Every line of the records that contains "grey" should be tallied, and only the resulting number returned.

DATA FOR THIS EXERCISE ->
+++
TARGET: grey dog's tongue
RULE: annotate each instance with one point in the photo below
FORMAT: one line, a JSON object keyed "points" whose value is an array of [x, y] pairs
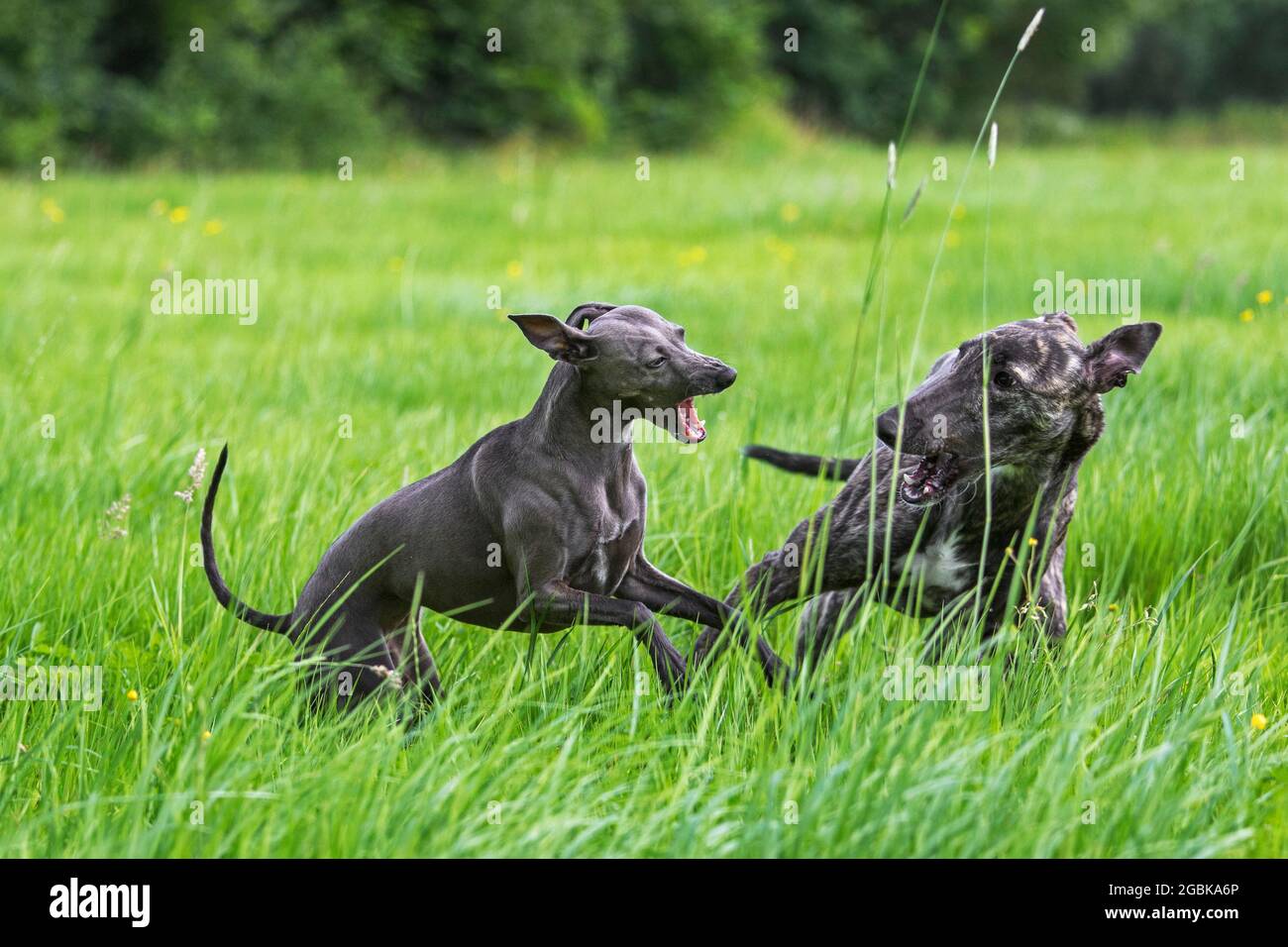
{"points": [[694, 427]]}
+++
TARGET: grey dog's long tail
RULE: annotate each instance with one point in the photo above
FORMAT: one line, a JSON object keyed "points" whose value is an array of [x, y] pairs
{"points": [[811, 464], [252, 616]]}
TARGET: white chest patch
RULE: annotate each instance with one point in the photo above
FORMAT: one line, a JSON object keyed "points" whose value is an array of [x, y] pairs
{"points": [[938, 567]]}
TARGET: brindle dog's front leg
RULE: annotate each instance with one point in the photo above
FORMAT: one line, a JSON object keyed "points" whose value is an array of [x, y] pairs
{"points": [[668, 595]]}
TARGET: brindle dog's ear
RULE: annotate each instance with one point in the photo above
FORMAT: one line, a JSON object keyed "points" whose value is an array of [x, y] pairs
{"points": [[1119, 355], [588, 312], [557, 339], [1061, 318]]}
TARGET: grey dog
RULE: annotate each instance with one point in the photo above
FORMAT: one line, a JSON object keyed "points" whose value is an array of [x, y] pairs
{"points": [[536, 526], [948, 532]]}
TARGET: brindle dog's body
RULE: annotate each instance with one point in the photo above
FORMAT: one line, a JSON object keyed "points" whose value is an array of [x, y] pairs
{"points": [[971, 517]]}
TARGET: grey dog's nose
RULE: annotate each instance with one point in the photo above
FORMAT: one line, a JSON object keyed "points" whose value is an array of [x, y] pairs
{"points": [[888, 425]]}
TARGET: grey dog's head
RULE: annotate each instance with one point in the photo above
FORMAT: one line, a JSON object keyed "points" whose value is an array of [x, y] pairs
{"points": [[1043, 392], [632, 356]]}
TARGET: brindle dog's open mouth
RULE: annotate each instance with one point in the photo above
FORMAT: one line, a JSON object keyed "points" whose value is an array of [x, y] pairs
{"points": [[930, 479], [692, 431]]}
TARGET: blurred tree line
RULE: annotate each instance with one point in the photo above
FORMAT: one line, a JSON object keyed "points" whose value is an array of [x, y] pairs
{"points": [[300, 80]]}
+++
TASK RESPONSE -> 5